PROBLEM TO WORK ON:
Rescale the data from its start through the line with "866 298 961 539", both ends included, by writing out every line again with each answer bounding-box coordinate multiplied by 2.4 and rounded to a whole number, halves rounded up. Keep the sample numbers after "Respond in the form:" as they are, and leave the pictures out.

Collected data
"""

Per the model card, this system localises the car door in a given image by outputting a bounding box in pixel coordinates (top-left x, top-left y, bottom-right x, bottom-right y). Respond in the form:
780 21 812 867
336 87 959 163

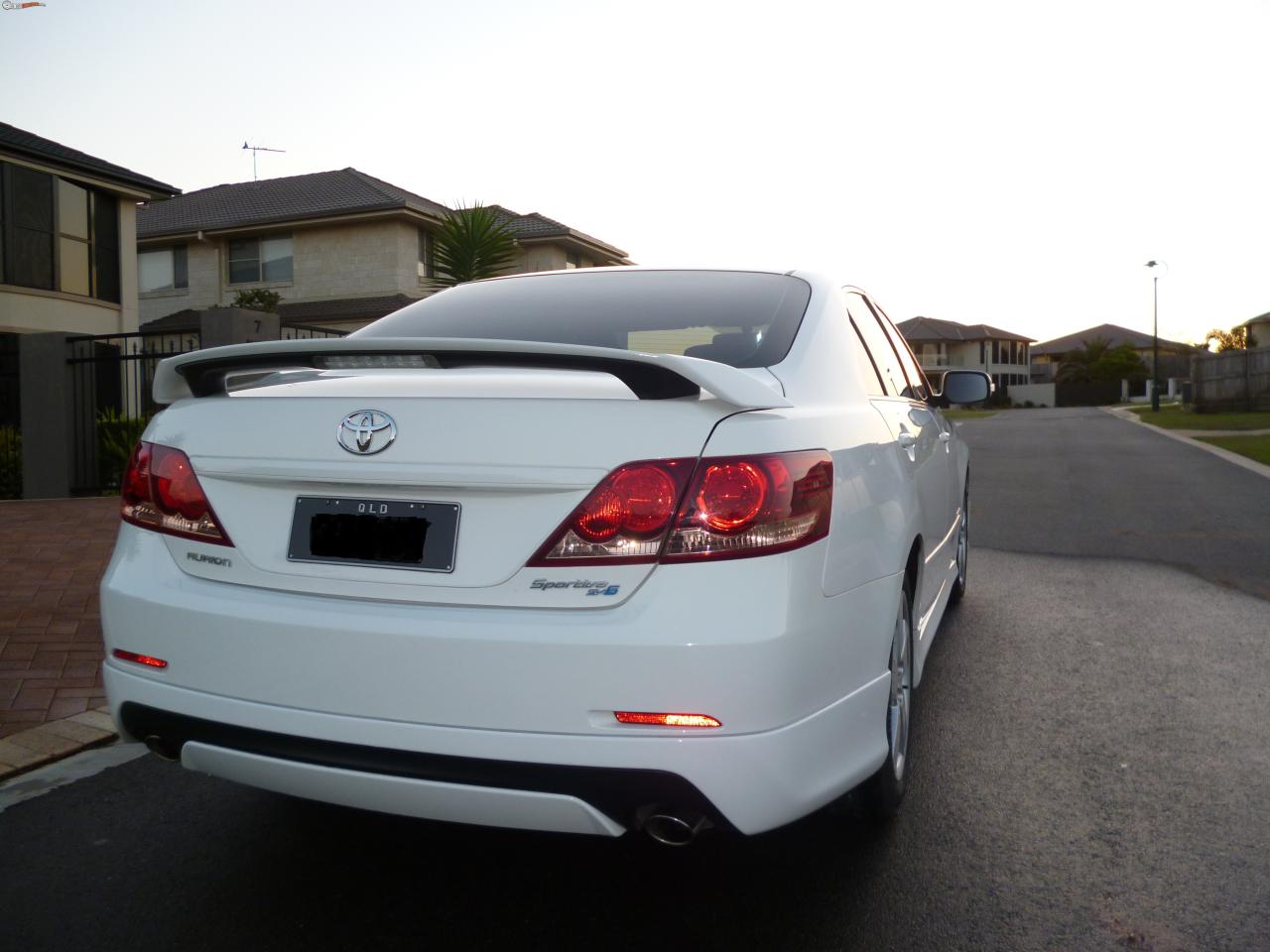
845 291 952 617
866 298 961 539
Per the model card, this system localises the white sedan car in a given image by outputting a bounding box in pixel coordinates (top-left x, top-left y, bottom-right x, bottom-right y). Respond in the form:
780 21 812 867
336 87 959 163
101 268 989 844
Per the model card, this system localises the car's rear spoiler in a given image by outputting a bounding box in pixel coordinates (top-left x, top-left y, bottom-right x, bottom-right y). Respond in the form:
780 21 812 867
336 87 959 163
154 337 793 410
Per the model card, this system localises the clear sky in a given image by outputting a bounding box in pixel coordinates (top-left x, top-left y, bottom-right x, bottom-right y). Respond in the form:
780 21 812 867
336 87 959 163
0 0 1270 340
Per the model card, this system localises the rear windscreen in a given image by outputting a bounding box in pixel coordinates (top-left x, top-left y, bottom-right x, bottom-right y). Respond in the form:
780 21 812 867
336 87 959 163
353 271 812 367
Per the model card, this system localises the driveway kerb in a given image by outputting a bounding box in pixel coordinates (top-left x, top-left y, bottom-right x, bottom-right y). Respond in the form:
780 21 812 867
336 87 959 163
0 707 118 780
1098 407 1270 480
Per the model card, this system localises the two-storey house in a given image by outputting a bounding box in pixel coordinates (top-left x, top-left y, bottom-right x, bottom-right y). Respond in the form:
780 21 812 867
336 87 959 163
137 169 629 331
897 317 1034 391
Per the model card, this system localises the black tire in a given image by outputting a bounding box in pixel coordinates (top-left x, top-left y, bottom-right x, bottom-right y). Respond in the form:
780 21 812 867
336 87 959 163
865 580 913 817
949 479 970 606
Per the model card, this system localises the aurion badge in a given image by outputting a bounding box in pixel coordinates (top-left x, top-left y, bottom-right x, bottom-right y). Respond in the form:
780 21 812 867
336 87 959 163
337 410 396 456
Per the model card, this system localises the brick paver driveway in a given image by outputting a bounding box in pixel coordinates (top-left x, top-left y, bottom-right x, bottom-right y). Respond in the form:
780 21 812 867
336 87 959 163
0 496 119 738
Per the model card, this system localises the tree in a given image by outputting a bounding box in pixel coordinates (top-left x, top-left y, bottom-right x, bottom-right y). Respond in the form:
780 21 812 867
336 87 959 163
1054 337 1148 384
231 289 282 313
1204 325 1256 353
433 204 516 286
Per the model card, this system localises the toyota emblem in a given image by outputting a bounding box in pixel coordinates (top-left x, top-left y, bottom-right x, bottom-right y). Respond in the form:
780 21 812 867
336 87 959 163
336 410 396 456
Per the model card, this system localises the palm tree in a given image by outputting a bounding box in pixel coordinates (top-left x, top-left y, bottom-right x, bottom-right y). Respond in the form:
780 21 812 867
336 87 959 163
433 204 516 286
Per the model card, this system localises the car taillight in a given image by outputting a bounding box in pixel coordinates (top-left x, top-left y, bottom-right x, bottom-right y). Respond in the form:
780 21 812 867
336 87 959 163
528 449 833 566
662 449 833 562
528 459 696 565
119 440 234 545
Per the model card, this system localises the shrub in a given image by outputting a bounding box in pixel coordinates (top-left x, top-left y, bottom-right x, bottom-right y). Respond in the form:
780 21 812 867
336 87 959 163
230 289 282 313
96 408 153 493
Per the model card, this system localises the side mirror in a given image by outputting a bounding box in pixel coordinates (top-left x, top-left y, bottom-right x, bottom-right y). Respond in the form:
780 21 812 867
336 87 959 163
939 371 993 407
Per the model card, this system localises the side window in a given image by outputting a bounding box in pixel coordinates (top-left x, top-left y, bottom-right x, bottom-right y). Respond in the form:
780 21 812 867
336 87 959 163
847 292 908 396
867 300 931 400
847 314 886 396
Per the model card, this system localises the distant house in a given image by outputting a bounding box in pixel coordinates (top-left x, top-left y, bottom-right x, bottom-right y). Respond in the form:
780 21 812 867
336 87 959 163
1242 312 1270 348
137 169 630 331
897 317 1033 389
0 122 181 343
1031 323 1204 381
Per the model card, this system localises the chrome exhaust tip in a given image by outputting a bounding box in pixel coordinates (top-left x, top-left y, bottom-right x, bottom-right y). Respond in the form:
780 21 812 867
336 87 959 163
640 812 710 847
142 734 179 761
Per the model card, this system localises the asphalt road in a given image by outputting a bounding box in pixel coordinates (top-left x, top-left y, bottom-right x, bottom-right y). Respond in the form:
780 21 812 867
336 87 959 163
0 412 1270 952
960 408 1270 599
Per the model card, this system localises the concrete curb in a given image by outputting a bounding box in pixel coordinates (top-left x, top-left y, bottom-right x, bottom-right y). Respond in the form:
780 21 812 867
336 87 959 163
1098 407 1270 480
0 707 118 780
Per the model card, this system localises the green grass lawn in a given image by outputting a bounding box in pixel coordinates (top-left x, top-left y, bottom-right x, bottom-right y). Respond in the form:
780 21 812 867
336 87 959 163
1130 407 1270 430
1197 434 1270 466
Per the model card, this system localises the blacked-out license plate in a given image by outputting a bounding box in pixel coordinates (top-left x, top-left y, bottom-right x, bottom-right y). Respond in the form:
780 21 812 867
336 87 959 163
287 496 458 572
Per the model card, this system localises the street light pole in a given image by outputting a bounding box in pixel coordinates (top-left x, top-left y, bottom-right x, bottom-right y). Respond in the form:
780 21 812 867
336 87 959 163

"""

WRITTEN REPLY:
Per the model card, this system localises the car door in a given image by outputting a bounding box in pixel coordinates (top-left x, top-left y, bottom-right x, bottom-right y). Respond in the form:
780 21 812 867
336 87 959 163

2028 698 2285 1481
2078 715 2306 1294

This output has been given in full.